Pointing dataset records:
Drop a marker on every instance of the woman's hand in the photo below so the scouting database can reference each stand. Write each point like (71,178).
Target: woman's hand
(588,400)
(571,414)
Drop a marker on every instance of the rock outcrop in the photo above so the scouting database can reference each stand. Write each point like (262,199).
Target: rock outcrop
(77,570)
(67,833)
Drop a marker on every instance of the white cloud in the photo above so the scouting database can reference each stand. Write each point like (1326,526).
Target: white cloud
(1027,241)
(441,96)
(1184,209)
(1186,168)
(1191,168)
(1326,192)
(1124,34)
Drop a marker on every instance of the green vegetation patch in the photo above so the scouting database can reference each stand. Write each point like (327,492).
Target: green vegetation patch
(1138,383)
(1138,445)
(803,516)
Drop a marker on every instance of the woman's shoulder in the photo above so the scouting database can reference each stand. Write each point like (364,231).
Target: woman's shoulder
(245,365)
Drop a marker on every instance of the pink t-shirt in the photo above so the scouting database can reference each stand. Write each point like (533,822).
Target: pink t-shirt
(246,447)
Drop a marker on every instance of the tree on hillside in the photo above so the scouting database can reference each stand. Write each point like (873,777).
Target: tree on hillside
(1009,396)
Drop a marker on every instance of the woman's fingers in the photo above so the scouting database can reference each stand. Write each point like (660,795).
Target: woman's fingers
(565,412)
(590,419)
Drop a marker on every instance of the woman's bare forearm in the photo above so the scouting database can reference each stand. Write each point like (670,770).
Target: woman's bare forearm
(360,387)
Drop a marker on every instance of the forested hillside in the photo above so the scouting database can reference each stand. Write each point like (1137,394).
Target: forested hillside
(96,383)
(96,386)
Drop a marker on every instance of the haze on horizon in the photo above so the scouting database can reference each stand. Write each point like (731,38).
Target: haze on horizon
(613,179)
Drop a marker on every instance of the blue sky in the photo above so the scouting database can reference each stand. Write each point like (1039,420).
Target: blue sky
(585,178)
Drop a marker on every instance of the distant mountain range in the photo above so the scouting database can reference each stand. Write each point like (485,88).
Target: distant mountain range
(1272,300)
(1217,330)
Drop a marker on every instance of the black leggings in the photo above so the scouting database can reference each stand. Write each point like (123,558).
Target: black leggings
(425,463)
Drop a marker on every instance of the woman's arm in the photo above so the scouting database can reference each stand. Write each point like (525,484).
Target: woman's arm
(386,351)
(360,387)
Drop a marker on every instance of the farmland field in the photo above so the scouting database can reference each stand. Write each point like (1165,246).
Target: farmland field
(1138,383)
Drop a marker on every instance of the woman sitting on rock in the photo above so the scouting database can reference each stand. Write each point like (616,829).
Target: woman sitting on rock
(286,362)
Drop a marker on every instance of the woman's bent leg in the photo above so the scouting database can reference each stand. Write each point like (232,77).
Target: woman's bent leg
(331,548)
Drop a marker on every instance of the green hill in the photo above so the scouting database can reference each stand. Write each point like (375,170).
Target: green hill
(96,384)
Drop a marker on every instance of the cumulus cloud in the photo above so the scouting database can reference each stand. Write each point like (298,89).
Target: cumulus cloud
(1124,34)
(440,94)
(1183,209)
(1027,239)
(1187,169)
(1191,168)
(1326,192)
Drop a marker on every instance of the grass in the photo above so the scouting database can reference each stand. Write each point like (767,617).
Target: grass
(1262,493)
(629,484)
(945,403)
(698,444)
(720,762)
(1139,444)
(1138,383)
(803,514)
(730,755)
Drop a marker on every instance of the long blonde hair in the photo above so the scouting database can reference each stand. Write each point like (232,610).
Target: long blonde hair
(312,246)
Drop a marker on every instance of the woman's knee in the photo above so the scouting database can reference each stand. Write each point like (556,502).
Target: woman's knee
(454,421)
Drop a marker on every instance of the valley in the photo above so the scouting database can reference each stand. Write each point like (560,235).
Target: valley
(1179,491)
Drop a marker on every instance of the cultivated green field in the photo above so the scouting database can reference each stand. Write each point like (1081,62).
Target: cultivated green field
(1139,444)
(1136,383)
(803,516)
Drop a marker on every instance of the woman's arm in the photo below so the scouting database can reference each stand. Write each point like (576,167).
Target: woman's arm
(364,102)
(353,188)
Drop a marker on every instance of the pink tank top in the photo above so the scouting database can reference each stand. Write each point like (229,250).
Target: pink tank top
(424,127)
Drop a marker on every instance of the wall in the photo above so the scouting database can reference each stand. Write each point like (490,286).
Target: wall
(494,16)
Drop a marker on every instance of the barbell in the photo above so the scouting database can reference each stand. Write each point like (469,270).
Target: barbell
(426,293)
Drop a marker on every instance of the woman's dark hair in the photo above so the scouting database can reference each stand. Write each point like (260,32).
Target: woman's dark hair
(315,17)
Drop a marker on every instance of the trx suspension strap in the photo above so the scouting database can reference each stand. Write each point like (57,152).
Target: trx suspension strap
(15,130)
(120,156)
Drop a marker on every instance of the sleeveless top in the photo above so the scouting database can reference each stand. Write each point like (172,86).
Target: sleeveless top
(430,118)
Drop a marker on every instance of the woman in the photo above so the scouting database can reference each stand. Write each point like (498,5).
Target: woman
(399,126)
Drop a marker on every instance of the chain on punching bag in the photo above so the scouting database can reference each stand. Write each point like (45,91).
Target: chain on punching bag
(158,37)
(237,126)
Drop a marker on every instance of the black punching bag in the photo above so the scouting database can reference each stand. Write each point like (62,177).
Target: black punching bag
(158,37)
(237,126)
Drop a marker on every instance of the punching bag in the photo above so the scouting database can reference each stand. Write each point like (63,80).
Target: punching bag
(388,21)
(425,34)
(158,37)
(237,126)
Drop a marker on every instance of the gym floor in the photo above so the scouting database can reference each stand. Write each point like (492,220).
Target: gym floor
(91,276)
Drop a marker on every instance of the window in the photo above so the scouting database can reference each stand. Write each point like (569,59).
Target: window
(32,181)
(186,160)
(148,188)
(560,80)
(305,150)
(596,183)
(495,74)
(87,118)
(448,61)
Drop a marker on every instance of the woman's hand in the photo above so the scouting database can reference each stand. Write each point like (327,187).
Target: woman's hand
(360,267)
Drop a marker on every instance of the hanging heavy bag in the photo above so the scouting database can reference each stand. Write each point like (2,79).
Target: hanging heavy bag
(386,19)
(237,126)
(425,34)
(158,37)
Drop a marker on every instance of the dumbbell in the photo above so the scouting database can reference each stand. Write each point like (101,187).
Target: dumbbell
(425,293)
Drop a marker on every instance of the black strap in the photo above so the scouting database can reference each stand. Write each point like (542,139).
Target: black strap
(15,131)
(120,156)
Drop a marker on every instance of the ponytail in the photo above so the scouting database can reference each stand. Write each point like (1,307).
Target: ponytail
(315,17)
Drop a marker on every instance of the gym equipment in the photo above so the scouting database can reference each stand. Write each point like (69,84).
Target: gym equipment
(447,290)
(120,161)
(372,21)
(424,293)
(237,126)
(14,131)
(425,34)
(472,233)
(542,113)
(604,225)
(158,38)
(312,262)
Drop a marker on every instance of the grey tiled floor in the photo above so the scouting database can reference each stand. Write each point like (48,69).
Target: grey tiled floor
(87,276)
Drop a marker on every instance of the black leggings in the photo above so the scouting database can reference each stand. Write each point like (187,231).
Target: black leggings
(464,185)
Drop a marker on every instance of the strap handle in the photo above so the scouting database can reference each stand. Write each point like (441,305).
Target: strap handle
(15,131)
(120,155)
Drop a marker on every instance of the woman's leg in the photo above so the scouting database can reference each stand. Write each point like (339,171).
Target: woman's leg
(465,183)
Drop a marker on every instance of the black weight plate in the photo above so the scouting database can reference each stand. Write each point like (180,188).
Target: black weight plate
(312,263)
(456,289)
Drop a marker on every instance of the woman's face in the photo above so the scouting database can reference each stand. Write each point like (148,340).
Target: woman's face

→ OBJECTIVE
Transcribe the material exactly as it reads.

→ TASK RESPONSE
Drop a marker on every instance of the woman's hand in the photo below so the scouting database can reference each stand. Write each point like (71,178).
Target: woman's hand
(588,400)
(571,414)
Drop a marker on every instance of the rock outcrop in the photo above so the scouting database can reference each stand. Write each point like (262,199).
Target: rock outcrop
(77,570)
(67,833)
Drop a marker on every instance of the white cloud in the photo above so the scouting database can reference each stand. Write each point like (1326,526).
Target: white cloud
(1027,241)
(441,96)
(1184,209)
(1186,168)
(1191,168)
(1326,192)
(1124,34)
Drop a marker on every instance of the green vegetation patch in the photo above so the scouting database can reference each stand. Write each point like (327,492).
Target: green vegetation patch
(1138,383)
(1138,445)
(803,516)
Drop a marker on every instance of the woman's shoulder in the photo above so the scouting database can reference each stand. Write each point like (364,231).
Target: woman's shoulder
(245,365)
Drop a marker on every instance of the pink t-shirt in the photo above so the scouting database can reference each stand. Write each point like (533,822).
Target: pink t-shirt
(246,447)
Drop a marker on every instance of the tree on hillside in the photo above so the scouting database can reference each stand. Write each point like (873,777).
Target: tree on hillside
(1009,396)
Drop a marker on every instance of the woman's fingers in the photo above so the scouting database can reference each stand. Write each point like (660,795).
Target: woman's fingers
(565,412)
(590,419)
Drop a marker on every instance of the woman's bare forearm in the photo above so the scouting database can reference each stand. Write each point like (670,770).
Target: woman's bare forearm
(360,387)
Drop a marker on every instance of the forested hillside in the photo above so the scouting database can reference each stand. Write each point like (1137,394).
Target: forested hillside
(96,383)
(96,386)
Drop a marker on every instance of the haze on horizon in the photo above so the scouting database can reference each stand. Write each point like (731,38).
Target: haze on horizon
(613,179)
Drop a marker on every instance of the blue sky in the photo above so the scouting database can reference each stand. Write each point like (1039,420).
Target: blue sky
(585,178)
Drop a marker on every instance of the distant mountain range in the photo above so the scouting database can reference each stand. Write each point like (485,88).
Target: distant mountain range
(1272,300)
(1217,330)
Drop a marker on every instance of the black leggings in the photo above so the scouting database can reference each stand. Write each point like (123,558).
Target: black leggings
(425,463)
Drop a marker on every instance of the woman's arm in the photo above so the scouting database can reference each stand. Write each point like (525,484).
Target: woman's arm
(386,351)
(360,387)
Drop a marker on every instance of the farmland field in the photo above so the scouting database can reference each stand. Write each point like (1165,246).
Target: farmland field
(1138,383)
Drop a marker on every instance of the woman sitting on rock in the photo above so the scouting database can reference each stand. Write each point like (616,829).
Target: woman sitting on rock
(286,362)
Drop a marker on every instance of the woman's bent leg in the photo above so the scouting database can reference each stand. Write each point like (232,77).
Target: woman's bent leg
(331,548)
Drop a marker on every instance of the green hill in the photo above so the scouting database can reference each stand. Write each point like (375,170).
Target: green hill
(96,384)
Drop a marker on every instance of the cumulus cloud in the photo above so the scouting database can reference each stand. Write each point like (298,89).
Target: cumulus cloud
(1124,34)
(440,94)
(1183,209)
(1027,239)
(1187,169)
(1191,168)
(1326,192)
Drop a marker on every instance of the grass in the photo above so the scouting database can reference each stand. Write each point like (767,617).
Target: grass
(1262,493)
(629,484)
(945,403)
(698,444)
(720,762)
(1139,444)
(1138,383)
(803,514)
(730,755)
Drop a marker on every instance of the long blonde hair in the photo above so the scouting database can reference each stand. Write each point like (232,610).
Target: long blonde hair
(312,246)
Drop a marker on every instance of the woman's knee in the photo above so the scouting database can reference each stand. Write each point like (556,502).
Target: woman's knee
(454,421)
Drop a marker on every instance of the valley in the photo above so the scouting database can reference each stand. Write each point like (560,235).
Target: valley
(1179,491)
Drop a marker on every instance of the cultivated green field in the photo above so the scouting database can reference each stand. Write each point like (1081,62).
Target: cultivated green field
(1139,444)
(1136,383)
(803,516)
Drop a marker on every instance of the woman's arm in the photo below so the scouting database can reference each stand. Write each point like (576,167).
Target: woman's arm
(364,102)
(353,188)
Drop a marker on every instance of the pink tank top in the photo above so the scouting database can reference each stand. Write each point like (229,250).
Target: pink tank top
(424,127)
Drop a marker on every instance of the wall in the photo above so the scouting database can reference each stand. Write each point like (490,286).
Target: wall
(494,16)
Drop a marker on every instance of the barbell in the photo above so the scouting database can reference each stand. Write each point like (469,270).
Target: barbell
(426,293)
Drop a marker on every instance of the woman's dark hair in the photo above so the scouting database can reference each stand. Write each point like (260,32).
Target: woman's dark hair
(315,17)
Drop a marker on every instance of the trx suspension strap in the photo above so the scouting database can reference each stand. Write each point like (57,152).
Target: trx suspension strap
(15,130)
(120,156)
Drop a marker on every instance of the sleeveless top in the photo above so the scouting database can reference each stand. Write each point like (172,86).
Target: sleeveless top
(430,118)
Drop a marker on every instance of the woman in the photo above so the scouting database can reference each stand. Write each point like (498,5).
Target: woman
(399,126)
Drop a marker on every instance of the chain on punching bag in the photo above so the scouting database can reference each stand. Write each point like (45,91).
Target: chain on punching bag
(158,37)
(237,126)
Drop a marker on every instance of the black punching bag in the photo above so the scouting database can reference each stand. Write each point like (62,177).
Target: black punching bag
(158,37)
(237,126)
Drop a marker on every instance of the punching bag in the photo above so the scouting database can reference each stand. Write each point like (63,80).
Target: punching bag
(388,21)
(425,34)
(158,37)
(237,126)
Drop a marker on every instance of the gym floor in the photo above so the scouting database can reference each stand. Write each point like (492,220).
Target: gym floor
(91,276)
Drop a marker on every instance of the window in the photo above so the scouting database can reference each stand. Write each point like (569,59).
Target: window
(32,181)
(186,160)
(148,188)
(560,80)
(305,150)
(596,183)
(495,74)
(87,118)
(448,61)
Drop a marker on every instance of the woman's hand in the photo above so the scouting database can reference each stand. Write each point like (327,187).
Target: woman's hand
(360,267)
Drop a marker on every instance of the hanging heavy bag in the photo above so the scouting database can reference each stand. Write each point like (2,79).
Target: hanging heavy bag
(386,19)
(237,126)
(425,34)
(158,37)
Drop a marker on every instance of the dumbbell in the photo above so the scouting database can reference each stand. Write each point like (101,187).
Target: dumbbell
(425,293)
Drop a marker on every instance of the black strap in the photo above so the scouting database can reference each stand. Write each point like (542,139).
Target: black strap
(15,131)
(120,156)
Drop a marker on every instance of the ponytail in the photo above so the scouting database can reference each stand. Write each point like (1,307).
Target: ponytail
(315,17)
Drop a marker on every instance of the gym equipment in the photo above so the scouting database can reference each stand. Write each point like (69,84).
Target: gym equipment
(447,290)
(120,161)
(372,21)
(424,293)
(237,126)
(14,131)
(425,34)
(472,233)
(542,113)
(604,225)
(158,38)
(312,262)
Drop a marker on every instance of the grey tiled floor in the photo above so the scouting database can reference each stand. Write each point like (48,69).
Target: grey tiled floor
(87,276)
Drop a marker on every instance of the black leggings in the photo above so the scouting database can reference each stand. Write each point like (187,231).
Target: black leggings
(464,185)
Drop a marker on every instance of the strap handle in the photo above so the scouting database can reference each stand. Write each point like (441,305).
Target: strap handle
(15,131)
(120,155)
Drop a marker on every instance of the woman's leg in the photo above so the scouting database can reference each stand. Write each point like (339,171).
Target: woman's leg
(465,183)
Drop a marker on every instance of the black weight plate in the photo above so the scouting database can reference each stand. Write each point like (180,188).
Target: black weight plate
(312,263)
(456,289)
Drop a marker on every instance of the woman's face in the photo above so the scouting database can reference each stand. Write each point like (148,340).
Target: woman's face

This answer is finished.